WHAT YOU SHOULD DO ▸ Report every line in the items below that contains the word "body", copying each such line in full. Case matters, so a line counts only if its letters match in uppercase and lowercase too.

EXERCISE MATERIALS ▸
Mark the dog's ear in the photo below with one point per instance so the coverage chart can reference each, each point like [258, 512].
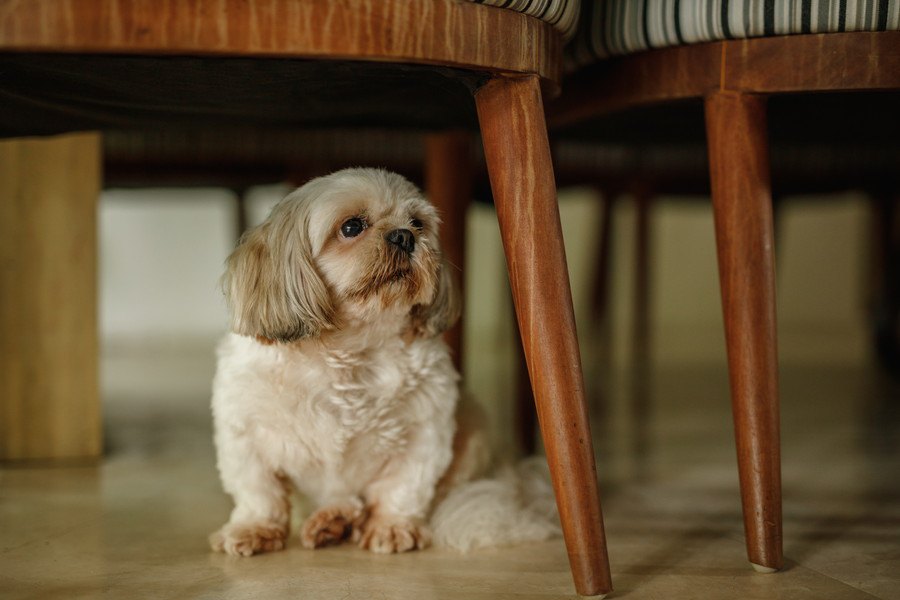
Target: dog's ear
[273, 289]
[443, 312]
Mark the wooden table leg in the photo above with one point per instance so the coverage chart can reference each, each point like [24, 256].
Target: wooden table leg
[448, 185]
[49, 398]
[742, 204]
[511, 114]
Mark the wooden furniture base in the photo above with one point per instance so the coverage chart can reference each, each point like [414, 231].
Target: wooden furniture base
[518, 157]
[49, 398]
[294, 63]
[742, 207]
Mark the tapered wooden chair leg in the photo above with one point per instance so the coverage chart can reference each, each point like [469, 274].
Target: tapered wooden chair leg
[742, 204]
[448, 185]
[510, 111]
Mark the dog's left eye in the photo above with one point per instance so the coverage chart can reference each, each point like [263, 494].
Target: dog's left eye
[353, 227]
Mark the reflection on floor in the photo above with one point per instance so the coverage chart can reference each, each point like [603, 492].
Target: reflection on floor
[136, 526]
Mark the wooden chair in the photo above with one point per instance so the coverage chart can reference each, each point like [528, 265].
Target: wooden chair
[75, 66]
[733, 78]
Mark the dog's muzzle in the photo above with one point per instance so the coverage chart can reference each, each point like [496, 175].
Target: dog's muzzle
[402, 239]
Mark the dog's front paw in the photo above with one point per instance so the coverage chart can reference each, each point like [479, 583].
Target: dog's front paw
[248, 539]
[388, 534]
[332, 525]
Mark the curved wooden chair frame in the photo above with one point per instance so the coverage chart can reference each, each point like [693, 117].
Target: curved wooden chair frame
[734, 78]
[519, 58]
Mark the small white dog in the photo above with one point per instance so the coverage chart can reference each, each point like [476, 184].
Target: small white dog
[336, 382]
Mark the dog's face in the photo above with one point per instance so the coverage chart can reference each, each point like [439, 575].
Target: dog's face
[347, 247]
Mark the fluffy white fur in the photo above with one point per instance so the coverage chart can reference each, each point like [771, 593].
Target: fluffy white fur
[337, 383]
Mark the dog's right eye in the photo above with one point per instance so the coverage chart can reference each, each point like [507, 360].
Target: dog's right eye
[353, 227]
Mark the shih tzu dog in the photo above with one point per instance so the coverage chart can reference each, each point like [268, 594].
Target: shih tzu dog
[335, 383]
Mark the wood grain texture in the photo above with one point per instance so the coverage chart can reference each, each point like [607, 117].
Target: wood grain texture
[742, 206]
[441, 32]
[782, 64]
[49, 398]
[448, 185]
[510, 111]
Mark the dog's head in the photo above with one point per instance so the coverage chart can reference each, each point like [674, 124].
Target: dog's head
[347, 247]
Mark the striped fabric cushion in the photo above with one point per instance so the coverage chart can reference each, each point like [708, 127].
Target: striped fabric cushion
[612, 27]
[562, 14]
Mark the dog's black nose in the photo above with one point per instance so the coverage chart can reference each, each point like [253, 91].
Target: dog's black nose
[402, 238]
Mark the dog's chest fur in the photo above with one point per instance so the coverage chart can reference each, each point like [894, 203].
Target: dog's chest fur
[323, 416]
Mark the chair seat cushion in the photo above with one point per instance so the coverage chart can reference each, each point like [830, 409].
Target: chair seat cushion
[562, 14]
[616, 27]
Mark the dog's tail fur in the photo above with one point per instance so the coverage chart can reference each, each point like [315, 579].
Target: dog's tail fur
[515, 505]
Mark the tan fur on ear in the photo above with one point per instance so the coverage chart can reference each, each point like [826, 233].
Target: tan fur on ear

* * *

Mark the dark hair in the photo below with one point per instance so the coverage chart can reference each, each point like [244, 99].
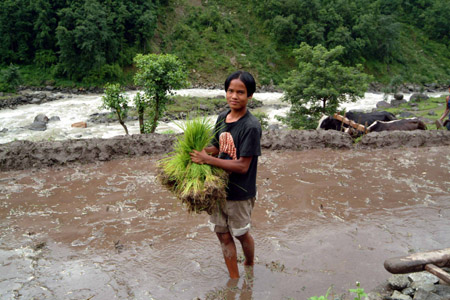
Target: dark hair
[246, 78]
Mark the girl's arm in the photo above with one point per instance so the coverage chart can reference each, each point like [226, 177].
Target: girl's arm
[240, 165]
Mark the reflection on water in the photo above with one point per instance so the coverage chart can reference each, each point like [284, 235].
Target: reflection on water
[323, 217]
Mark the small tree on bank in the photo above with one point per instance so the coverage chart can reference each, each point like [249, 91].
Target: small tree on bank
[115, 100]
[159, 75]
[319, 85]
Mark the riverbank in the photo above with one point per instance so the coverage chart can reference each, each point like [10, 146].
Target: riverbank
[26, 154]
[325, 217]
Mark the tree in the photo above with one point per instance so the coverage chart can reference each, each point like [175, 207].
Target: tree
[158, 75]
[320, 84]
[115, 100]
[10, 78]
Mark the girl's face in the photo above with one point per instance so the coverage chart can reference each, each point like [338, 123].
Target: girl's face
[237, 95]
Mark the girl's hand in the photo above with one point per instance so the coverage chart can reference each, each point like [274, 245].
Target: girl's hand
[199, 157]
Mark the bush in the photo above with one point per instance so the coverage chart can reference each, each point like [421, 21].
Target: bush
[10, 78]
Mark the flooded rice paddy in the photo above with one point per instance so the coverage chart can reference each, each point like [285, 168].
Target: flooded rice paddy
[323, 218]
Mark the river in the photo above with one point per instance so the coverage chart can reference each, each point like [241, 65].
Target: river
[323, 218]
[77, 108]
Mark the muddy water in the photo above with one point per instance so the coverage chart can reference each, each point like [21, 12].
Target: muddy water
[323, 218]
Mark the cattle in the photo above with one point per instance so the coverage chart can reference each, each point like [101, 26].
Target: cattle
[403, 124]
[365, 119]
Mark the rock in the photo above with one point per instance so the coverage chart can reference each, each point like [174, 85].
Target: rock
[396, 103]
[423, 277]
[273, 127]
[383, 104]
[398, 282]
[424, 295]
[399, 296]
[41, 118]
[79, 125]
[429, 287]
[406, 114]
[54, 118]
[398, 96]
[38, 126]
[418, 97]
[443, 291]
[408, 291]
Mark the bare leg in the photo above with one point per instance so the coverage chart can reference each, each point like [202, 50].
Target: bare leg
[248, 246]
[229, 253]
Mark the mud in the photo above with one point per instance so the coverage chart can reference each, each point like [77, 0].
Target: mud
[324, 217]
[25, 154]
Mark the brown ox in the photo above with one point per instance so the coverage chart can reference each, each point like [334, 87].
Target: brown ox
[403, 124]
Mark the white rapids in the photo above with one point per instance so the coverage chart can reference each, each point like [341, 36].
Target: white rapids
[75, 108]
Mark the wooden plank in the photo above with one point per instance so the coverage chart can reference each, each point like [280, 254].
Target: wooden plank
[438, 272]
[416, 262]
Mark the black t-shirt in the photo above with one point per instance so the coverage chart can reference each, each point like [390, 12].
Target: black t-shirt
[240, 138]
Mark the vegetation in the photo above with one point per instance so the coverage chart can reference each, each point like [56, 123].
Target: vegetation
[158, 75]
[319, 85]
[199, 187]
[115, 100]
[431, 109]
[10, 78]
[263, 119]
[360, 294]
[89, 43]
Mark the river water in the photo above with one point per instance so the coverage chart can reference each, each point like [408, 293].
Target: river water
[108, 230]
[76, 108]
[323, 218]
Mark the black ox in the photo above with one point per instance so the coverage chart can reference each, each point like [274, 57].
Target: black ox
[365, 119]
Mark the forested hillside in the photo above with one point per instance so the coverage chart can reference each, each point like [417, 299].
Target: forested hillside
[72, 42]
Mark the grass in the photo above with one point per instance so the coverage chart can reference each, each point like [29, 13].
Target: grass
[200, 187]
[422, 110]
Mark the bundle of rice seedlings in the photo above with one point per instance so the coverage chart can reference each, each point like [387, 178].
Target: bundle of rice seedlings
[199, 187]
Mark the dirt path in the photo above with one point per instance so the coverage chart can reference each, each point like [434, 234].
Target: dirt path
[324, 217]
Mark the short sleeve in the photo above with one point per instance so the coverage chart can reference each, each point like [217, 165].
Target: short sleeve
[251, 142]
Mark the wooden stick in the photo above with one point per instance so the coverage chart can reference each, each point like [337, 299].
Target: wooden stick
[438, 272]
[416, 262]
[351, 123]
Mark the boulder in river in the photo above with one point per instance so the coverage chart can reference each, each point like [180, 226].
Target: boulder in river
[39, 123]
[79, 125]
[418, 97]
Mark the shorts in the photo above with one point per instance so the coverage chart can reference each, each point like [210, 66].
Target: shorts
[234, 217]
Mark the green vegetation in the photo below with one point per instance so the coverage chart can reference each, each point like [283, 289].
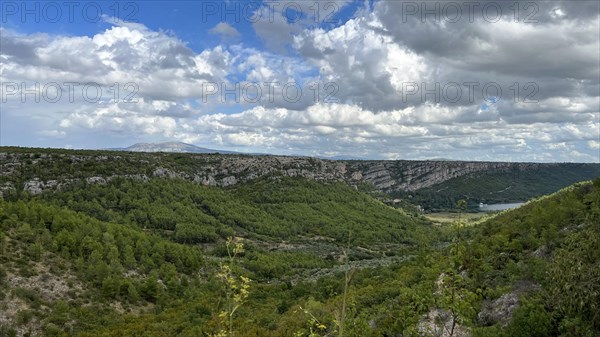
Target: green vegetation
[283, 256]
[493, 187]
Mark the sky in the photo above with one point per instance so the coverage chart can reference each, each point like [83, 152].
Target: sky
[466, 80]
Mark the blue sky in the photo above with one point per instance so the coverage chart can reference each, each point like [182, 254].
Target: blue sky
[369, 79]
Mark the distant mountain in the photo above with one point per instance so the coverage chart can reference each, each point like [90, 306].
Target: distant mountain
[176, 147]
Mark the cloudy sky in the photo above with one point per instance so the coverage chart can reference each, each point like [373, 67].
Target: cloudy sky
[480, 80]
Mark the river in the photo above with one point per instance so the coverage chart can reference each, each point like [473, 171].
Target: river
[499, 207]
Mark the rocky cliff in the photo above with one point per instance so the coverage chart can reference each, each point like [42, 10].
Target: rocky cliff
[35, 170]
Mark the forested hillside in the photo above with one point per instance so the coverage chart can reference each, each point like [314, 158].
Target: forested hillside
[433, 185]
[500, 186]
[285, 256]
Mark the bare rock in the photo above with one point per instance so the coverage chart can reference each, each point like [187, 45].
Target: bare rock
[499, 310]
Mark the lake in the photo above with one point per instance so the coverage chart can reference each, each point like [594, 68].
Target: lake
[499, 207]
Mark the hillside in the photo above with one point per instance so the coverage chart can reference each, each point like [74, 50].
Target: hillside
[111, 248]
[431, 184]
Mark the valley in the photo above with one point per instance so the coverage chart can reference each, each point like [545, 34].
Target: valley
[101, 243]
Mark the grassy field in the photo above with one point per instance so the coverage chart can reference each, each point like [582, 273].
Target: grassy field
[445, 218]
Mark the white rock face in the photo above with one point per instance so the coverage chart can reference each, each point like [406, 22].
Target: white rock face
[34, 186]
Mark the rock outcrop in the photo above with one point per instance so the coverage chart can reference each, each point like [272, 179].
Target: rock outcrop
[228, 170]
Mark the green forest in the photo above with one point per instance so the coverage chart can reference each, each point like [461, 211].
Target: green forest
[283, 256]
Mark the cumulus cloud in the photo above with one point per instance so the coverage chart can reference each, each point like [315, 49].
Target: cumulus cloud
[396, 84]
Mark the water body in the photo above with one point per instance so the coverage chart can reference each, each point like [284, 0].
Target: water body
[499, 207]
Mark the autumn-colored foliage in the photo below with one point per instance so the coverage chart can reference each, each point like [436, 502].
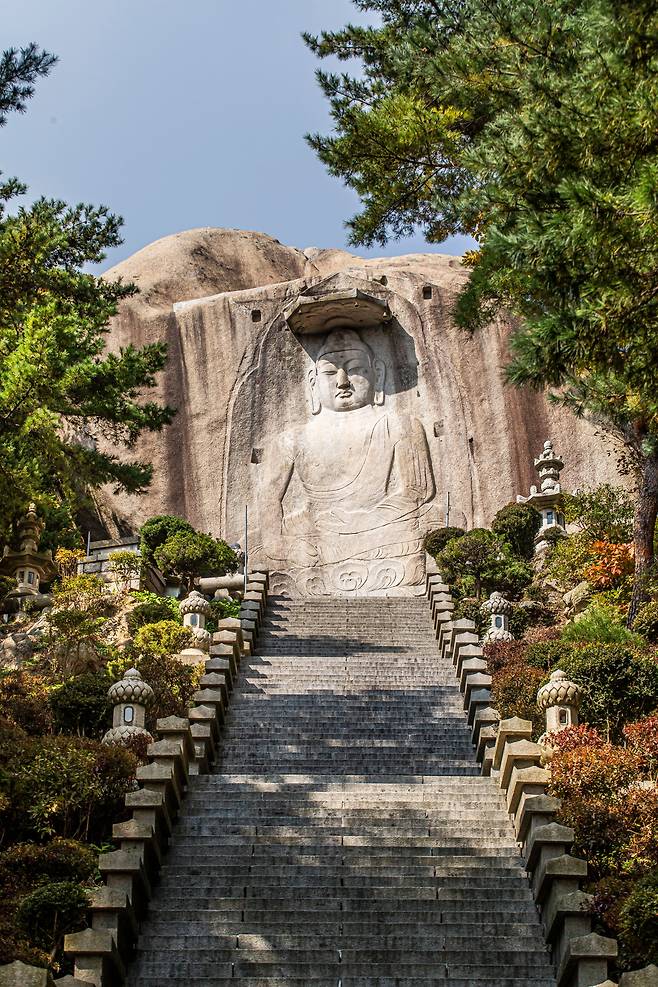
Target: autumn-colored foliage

==

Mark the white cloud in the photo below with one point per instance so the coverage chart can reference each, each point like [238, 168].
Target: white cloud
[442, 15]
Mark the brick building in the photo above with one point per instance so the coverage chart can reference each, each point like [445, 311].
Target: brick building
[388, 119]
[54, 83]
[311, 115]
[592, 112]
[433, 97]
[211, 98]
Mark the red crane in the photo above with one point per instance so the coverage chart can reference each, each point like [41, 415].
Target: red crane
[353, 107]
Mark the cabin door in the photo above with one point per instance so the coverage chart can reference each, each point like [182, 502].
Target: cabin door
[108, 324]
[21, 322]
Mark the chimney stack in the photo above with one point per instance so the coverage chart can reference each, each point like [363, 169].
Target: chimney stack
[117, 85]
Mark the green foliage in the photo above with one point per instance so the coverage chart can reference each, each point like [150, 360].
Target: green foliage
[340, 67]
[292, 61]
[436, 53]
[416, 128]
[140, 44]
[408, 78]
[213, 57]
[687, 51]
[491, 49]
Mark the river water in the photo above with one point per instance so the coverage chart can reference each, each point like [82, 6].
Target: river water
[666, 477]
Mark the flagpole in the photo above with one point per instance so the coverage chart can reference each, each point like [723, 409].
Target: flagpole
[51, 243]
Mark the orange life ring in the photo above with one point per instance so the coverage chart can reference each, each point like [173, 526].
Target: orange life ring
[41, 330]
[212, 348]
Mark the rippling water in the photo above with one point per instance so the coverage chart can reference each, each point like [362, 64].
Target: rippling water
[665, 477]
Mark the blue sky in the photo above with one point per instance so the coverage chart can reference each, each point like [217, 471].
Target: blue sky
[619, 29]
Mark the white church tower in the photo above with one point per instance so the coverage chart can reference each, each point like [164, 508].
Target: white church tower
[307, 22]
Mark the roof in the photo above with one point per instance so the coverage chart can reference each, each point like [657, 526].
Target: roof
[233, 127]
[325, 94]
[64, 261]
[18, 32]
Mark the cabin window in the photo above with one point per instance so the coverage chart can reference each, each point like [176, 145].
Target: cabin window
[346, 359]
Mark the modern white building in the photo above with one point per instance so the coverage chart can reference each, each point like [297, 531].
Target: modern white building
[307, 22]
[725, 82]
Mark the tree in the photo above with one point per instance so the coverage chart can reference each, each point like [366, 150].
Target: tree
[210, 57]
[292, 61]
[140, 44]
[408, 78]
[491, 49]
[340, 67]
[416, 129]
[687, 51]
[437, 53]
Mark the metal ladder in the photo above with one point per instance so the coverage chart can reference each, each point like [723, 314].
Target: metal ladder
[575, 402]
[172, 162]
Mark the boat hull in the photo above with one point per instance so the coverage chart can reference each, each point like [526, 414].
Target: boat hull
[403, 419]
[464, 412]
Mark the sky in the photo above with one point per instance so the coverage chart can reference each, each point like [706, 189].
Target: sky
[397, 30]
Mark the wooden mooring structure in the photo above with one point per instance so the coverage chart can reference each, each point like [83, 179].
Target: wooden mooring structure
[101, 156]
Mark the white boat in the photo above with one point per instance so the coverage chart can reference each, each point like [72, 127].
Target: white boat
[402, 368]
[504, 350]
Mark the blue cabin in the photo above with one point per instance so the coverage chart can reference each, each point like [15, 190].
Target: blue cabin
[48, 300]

COMPLETE ANSWER ▸
Mark the water body in the photo above with one point per instance so the coverage chart can reference each, each point like [284, 0].
Target: water body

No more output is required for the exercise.